▸ EXTRACT
Related B cell clones that populate the CSF and CNS of patients with multiple sclerosis produce CSF immunoglobulin

Abstract

We investigated the overlap shared between the immunoglobulin (Ig) proteome of the cerebrospinal fluid (CSF) and the B cell Ig-transcriptome of CSF and the central nervous system (CNS) tissue of three patients with multiple sclerosis. We determined the IgG-proteomes of CSF by mass spectrometry, and compared them to the IgG-transcriptomes from CSF and brain lesions, which were analyzed by cDNA cloning. Characteristic peptides that were identified in the CSF-proteome could also be detected in the transcriptomes of both, brain lesions and CSF, providing evidence for a strong overlap of the IgG repertoires in brain lesions and in the CSF.

Figure 1

Overlaps of CSF-proteome with the transcriptomes from CNS and CSF of patients MS-4 and MS-B2A. IgG-transcriptomes from CNS lesions and CSF were obtained by cDNA cloning. Proteome data were obtained by analyzing purified IgG antibodies from CSF by mass spectrometry. Repertoires were considered as overlapping when at least one characteristic peptide matched to the corresponding transcript. Characteristic peptides carry somatic hypermutated amino acids, or amino acids introduced by VDJ-recombination. Transcripts fulfilling this condition were attributed to the overlapping populations of CNS lesions (dark bars) and CSF (light bars). Their numbers relative to all detected characteristic peptides are given in percent. Transcripts that were found at different morphologically distinct brain lesions were counted independently. The left panel shows the overlaps of Ig-H and Ig-L chain repertoires from patient MS-4. The right panel shows the overlaps of Ig-H and Ig-L chain repertoires from patient MS-B2A. Here we identified less characteristic peptides, because most of the peptides identified by mass spectrometry derived from germline coded sequences.

(Collected data)
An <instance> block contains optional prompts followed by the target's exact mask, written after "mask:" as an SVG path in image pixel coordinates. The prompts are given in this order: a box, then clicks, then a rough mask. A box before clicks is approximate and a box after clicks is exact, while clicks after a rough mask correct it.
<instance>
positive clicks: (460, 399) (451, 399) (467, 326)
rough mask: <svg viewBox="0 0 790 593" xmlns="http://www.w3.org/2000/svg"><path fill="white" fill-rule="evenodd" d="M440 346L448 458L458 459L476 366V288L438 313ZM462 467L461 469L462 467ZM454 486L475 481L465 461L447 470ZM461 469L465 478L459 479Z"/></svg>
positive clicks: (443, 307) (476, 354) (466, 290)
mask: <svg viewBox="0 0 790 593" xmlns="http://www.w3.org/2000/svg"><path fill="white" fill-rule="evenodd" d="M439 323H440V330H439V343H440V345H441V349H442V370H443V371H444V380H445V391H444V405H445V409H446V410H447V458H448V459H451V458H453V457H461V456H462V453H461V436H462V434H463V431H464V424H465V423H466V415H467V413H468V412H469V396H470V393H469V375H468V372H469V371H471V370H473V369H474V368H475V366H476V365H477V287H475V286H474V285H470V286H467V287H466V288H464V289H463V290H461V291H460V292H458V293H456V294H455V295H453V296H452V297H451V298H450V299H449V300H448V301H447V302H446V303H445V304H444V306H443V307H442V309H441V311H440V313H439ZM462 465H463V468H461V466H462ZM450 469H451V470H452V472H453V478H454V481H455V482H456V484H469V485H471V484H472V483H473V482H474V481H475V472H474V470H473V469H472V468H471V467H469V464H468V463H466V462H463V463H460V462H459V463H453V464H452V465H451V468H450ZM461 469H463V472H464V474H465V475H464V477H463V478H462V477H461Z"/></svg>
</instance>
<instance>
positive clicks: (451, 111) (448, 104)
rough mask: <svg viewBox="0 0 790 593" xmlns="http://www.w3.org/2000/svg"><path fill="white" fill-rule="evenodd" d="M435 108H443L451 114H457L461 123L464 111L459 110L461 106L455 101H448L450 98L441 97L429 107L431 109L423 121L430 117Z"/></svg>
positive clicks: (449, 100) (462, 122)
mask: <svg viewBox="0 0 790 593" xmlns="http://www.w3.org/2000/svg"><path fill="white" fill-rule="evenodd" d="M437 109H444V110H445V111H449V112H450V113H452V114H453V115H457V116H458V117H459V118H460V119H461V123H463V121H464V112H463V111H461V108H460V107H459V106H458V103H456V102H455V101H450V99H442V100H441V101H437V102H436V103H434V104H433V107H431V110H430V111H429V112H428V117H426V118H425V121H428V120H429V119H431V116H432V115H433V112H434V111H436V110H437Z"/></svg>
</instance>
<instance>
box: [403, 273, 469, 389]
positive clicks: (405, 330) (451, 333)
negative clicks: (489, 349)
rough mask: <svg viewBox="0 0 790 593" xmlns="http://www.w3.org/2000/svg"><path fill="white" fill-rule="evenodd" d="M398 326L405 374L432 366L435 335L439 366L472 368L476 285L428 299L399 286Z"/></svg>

▸ BRIEF A
List every abbreviation that the text on multiple sclerosis B cell clones introduces together with its full form, and give each with that full form.
▸ BRIEF B
Extend the text on multiple sclerosis B cell clones, continuing from its final sentence.
The data have no connection to the text on multiple sclerosis B cell clones.

▸ EXERCISE ANSWER A
- Ig: immunoglobulin
- CSF: cerebrospinal fluid
- CNS: central nervous system

▸ EXERCISE ANSWER B
Figure 2

Detection of overlapping transcriptome of CSF and brain lesion by clone-specific PCR using a formaldehyde-fixed biopsy sample from patient L-296. We determined clonally expanded B cells from CSF by cDNA cloning and then searched for identical clones in the lesion using clone-specific primers. The putative positions of the CDRs are shown as bars. Nucleotides and the respective amino acids that were exchanged by somatic hypermutation are displayed in red letters. We found identical sequences in CSF and the brain lesion for Heavy chain VH4-59/i (A) and Kappa chain VκI-O2/b (B). In brackets we indicate the degree of clonal expansion: the chain VH4-59/i was identified 17 times out of 106 analyzed IgG1 clones and VκI-O2/b was found 102 times out of 116 analyzed κ-chain clones. Arrows indicate the primer positions of the inner PCR primers. For each chain we amplified two independent sequences at different areas in the chains. The areas were chosen so that the primers ended with nucleotides introduced by somatic hypermutation, and that the amplified sequences contained additional somatically mutated nucleotides. PCR products were separated by gel electrophoresis (right panel), excised from the gels and analyzed by sequencing. All indicated VH4-59/i and VκI-O2/b sequences could be confirmed.